◆ **Provided text**
-- Opening Marker --

Lawyers, law firms feel strain of COVID-19 pandemic's business consequences

ByChuck Goudie and Barb Markoff, Christine Tressel and Ross Weidner WLS logo
Friday, October 1, 2021
Lawyers, law firms feel strain of COVID-19 on business
There is a hybrid of in-person legal work, Zoom calls, delays and postponements that have been a real business struggle for some lawyers and law firms.

CHICAGO (WLS) -- Since the pandemic shut down courthouses and relegated many proceedings to Zoom, there was immediate impact on the business side of law.

As courts across metro Chicago slowly emerge from pandemic protocols, with sanitizers, sprays, masks and continued social distancing, some attorneys are still struggling with a new way of doing things. There is a hybrid of in-person legal work, Zoom calls, delays and postponements, that have been a real business struggle for some lawyers and law firms.

"This new normal does impact the way that we run our businesses...and there are some advantages and disadvantages and some discomfort as we get used to the new normal," criminal defense attorney Tony Thedford said.

"I much prefer the olden days, pre-COVID, where you can have face-to-face interaction," said criminal defense attorney Darryl A. Goldberg. "I think much more gets accomplished in a shorter period of time."

"It remains to be seen how we're going to navigate this," plaintiff's attorney Mirella Capellupo Siwik said.

In courtrooms across the Chicago area, it is sometimes easy to overlook that law isn't just a calling, it is a business. The reality of a pandemic, in what is usually a face-to-face business, has been a financial strain.

"It depends on the lawyer and depends on the type of cases that you're handling. A lot of lawyers in state court rely upon the funds posted by defendants as part of their payment, in all of their payments, and if the case gets delayed because the pandemic and pushes it out and that causes problems, fortunately that's not something that's affected me but I could see how it very much could affect other lawyers," said Goldberg.

During COVID, there has also a push to settle more cases.

"Judges, arbitrators, have made themselves available to really move more cases along and try to get them resolved," said Capellupo Siwik.

"I truly think all of this is going to help the access to justice," Chief Judge Kenneth Popejoy of the 18th Judicial Circuit Court told the I-Team.

-- Closing Marker --

◆ **Supplied data**
-- Opening Marker --

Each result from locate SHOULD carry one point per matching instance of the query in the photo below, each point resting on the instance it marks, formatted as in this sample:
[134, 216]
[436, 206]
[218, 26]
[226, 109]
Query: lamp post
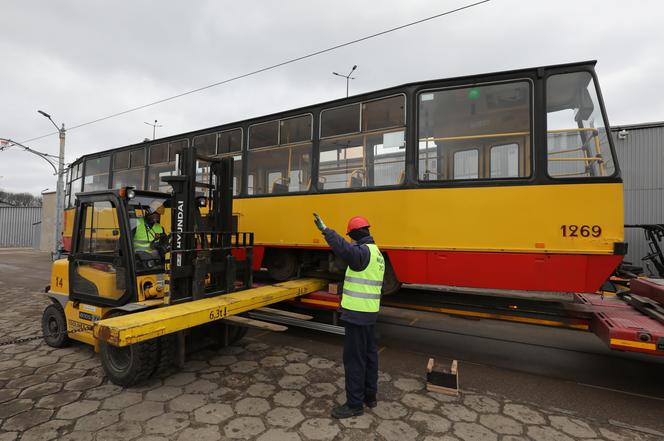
[154, 127]
[347, 77]
[59, 192]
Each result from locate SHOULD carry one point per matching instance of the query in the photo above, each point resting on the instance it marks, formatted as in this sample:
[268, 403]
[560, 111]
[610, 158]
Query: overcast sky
[80, 61]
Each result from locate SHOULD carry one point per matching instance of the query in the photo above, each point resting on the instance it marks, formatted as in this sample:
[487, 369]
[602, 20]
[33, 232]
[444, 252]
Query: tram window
[264, 134]
[505, 161]
[280, 170]
[121, 160]
[342, 163]
[577, 140]
[206, 144]
[96, 173]
[371, 160]
[129, 169]
[296, 129]
[129, 178]
[230, 141]
[159, 153]
[453, 121]
[137, 158]
[340, 121]
[384, 113]
[466, 164]
[176, 147]
[250, 184]
[237, 174]
[156, 172]
[76, 187]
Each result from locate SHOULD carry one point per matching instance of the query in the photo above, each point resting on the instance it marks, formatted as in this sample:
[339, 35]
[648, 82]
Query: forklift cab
[104, 267]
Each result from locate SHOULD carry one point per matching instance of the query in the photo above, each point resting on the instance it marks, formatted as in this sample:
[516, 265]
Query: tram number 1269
[581, 230]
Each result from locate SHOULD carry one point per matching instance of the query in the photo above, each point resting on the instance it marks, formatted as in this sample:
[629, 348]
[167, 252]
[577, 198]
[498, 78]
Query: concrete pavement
[268, 387]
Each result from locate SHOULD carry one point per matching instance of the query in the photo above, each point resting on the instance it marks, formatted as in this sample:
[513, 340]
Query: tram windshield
[577, 140]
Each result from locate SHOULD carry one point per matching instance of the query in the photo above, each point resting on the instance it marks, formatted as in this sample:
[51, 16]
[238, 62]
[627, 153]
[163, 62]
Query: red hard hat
[356, 222]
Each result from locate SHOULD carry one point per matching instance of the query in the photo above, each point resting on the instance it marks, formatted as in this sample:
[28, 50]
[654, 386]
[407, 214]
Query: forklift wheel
[129, 365]
[168, 354]
[54, 325]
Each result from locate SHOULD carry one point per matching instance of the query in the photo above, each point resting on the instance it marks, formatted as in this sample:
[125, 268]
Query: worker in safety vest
[360, 303]
[147, 229]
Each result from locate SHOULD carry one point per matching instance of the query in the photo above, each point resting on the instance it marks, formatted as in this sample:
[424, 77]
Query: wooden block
[443, 380]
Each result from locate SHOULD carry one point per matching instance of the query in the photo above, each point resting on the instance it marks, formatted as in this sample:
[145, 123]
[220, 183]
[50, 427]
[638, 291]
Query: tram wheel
[282, 265]
[391, 284]
[129, 365]
[54, 326]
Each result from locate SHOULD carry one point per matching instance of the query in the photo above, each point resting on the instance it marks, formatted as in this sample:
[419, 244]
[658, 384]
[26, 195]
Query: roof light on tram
[473, 93]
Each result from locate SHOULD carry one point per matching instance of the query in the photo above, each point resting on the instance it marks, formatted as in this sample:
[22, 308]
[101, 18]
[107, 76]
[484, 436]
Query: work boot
[345, 411]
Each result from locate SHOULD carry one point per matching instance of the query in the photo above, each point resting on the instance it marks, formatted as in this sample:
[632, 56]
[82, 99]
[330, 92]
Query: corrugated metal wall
[641, 159]
[16, 226]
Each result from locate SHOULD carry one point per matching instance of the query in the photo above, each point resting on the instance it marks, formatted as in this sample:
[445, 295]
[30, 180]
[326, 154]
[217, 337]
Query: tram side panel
[560, 238]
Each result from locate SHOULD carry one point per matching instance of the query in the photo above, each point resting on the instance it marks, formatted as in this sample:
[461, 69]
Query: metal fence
[17, 227]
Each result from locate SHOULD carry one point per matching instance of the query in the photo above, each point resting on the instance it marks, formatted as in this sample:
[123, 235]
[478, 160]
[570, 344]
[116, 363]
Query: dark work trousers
[360, 363]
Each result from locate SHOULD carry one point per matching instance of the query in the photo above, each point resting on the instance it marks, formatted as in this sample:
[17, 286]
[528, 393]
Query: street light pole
[154, 127]
[347, 77]
[59, 192]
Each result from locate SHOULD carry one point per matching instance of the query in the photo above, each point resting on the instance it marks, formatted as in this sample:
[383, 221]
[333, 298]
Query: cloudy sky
[80, 61]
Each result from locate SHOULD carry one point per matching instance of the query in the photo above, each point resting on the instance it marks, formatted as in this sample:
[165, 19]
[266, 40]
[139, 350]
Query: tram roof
[338, 101]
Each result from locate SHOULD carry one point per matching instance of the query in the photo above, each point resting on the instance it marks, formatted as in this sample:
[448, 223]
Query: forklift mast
[207, 252]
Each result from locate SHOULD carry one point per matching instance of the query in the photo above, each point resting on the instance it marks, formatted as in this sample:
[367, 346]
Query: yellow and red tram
[505, 180]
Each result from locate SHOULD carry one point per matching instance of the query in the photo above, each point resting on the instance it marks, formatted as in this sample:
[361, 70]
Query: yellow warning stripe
[633, 344]
[320, 302]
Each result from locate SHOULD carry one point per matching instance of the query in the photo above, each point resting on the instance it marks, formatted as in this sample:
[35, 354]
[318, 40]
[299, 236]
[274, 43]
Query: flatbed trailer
[617, 320]
[134, 328]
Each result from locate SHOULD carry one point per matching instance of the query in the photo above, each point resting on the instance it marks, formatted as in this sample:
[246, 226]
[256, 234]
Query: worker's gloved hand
[319, 223]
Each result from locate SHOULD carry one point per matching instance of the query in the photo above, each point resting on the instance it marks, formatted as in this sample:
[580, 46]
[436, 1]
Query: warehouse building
[640, 150]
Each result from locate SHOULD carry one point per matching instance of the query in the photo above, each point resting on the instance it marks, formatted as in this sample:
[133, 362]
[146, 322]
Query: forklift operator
[147, 230]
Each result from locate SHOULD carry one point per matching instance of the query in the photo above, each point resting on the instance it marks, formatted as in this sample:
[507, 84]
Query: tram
[506, 180]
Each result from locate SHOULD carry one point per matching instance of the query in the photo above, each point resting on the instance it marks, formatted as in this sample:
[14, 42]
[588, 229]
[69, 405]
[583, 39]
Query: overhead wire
[267, 68]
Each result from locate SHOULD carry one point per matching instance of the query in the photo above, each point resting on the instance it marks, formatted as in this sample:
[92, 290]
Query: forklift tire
[282, 265]
[129, 365]
[168, 352]
[54, 326]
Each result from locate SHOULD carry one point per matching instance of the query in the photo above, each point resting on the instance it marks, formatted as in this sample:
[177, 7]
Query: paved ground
[270, 387]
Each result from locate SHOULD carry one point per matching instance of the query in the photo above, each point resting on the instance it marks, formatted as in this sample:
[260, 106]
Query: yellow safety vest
[362, 288]
[144, 236]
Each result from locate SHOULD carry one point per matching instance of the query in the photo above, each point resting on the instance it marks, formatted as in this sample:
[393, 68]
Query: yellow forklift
[148, 271]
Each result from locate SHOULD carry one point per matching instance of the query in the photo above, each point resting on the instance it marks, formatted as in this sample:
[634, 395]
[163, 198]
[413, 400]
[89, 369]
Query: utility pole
[347, 77]
[154, 127]
[59, 192]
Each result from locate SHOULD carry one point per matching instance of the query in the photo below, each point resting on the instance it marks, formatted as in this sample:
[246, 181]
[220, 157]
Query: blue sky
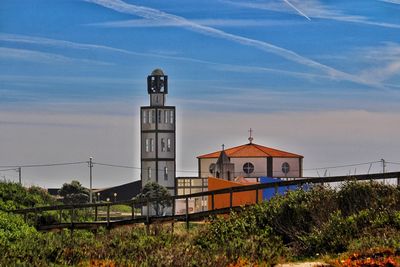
[248, 59]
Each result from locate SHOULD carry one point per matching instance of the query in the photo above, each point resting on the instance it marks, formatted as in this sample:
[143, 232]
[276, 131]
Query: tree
[154, 190]
[74, 193]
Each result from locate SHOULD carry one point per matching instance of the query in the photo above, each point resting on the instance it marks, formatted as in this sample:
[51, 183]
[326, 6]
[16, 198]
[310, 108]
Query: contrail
[154, 14]
[298, 10]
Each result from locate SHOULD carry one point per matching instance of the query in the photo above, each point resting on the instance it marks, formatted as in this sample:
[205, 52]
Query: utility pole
[19, 175]
[90, 175]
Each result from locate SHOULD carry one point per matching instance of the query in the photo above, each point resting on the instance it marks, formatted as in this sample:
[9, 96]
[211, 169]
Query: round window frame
[285, 170]
[211, 168]
[246, 169]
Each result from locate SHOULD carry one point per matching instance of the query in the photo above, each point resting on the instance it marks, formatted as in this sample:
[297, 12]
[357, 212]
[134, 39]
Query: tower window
[285, 168]
[165, 116]
[153, 116]
[171, 117]
[151, 144]
[162, 144]
[165, 173]
[212, 168]
[168, 144]
[145, 116]
[159, 116]
[248, 167]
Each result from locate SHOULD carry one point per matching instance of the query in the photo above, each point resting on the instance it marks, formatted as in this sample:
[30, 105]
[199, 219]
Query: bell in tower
[157, 87]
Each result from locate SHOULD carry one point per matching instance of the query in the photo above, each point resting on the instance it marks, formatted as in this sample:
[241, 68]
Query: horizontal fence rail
[96, 208]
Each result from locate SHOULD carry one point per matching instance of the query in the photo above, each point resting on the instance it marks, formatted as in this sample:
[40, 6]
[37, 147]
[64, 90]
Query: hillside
[361, 220]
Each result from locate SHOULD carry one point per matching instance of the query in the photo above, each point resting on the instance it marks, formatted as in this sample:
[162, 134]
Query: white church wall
[260, 166]
[205, 167]
[294, 167]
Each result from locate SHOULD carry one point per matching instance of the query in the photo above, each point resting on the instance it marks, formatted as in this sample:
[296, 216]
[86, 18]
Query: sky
[316, 78]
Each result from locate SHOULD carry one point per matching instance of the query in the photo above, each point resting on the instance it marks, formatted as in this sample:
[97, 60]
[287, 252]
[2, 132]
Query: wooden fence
[110, 221]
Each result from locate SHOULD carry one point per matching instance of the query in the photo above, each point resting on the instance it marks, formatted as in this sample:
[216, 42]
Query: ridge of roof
[264, 152]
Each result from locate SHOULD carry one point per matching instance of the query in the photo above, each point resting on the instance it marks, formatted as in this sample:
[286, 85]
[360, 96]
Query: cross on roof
[250, 137]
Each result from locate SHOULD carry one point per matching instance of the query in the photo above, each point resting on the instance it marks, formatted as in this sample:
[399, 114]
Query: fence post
[230, 197]
[148, 217]
[256, 196]
[108, 214]
[173, 207]
[187, 213]
[72, 217]
[212, 201]
[36, 217]
[133, 210]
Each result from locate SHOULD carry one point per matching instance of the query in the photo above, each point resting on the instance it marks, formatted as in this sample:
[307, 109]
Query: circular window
[285, 168]
[248, 167]
[212, 168]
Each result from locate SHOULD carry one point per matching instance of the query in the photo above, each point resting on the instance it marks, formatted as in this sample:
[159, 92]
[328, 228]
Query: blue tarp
[268, 193]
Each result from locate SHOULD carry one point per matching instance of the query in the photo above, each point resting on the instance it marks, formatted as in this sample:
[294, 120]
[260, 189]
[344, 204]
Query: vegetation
[15, 196]
[359, 222]
[74, 193]
[154, 190]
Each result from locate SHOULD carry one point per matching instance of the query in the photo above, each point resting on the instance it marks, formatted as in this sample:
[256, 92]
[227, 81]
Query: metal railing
[145, 204]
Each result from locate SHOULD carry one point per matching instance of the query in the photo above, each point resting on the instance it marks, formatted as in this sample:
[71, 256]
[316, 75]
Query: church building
[250, 161]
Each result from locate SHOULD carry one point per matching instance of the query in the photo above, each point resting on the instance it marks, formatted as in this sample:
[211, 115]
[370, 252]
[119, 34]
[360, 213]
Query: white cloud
[207, 22]
[157, 15]
[324, 138]
[397, 2]
[313, 9]
[383, 61]
[42, 57]
[297, 9]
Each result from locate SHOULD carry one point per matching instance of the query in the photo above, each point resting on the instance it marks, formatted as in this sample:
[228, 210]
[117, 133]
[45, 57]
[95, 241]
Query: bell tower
[157, 131]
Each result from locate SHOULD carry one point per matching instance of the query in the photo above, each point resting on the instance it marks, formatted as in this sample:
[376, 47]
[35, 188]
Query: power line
[15, 167]
[396, 163]
[5, 170]
[115, 166]
[342, 166]
[45, 165]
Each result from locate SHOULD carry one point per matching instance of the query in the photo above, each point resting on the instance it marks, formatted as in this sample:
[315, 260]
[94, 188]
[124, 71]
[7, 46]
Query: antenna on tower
[251, 137]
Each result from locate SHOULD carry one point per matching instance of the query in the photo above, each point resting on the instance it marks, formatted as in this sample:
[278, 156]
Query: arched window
[285, 168]
[248, 167]
[211, 169]
[165, 173]
[168, 144]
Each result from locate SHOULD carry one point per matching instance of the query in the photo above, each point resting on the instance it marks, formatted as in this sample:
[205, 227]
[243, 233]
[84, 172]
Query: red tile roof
[252, 150]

-- Closing Marker --

◆ **Exercise description**
Repeat word for word the part of the article about lawyers and COVID-19 that opens with the words containing "Lawyers, law firms feel strain of COVID-19 pandemic's" and closes with "side of law.".

◆ **Solved exercise**
Lawyers, law firms feel strain of COVID-19 pandemic's business consequences

ByChuck Goudie and Barb Markoff, Christine Tressel and Ross Weidner WLS logo
Friday, October 1, 2021
Lawyers, law firms feel strain of COVID-19 on business
There is a hybrid of in-person legal work, Zoom calls, delays and postponements that have been a real business struggle for some lawyers and law firms.

CHICAGO (WLS) -- Since the pandemic shut down courthouses and relegated many proceedings to Zoom, there was immediate impact on the business side of law.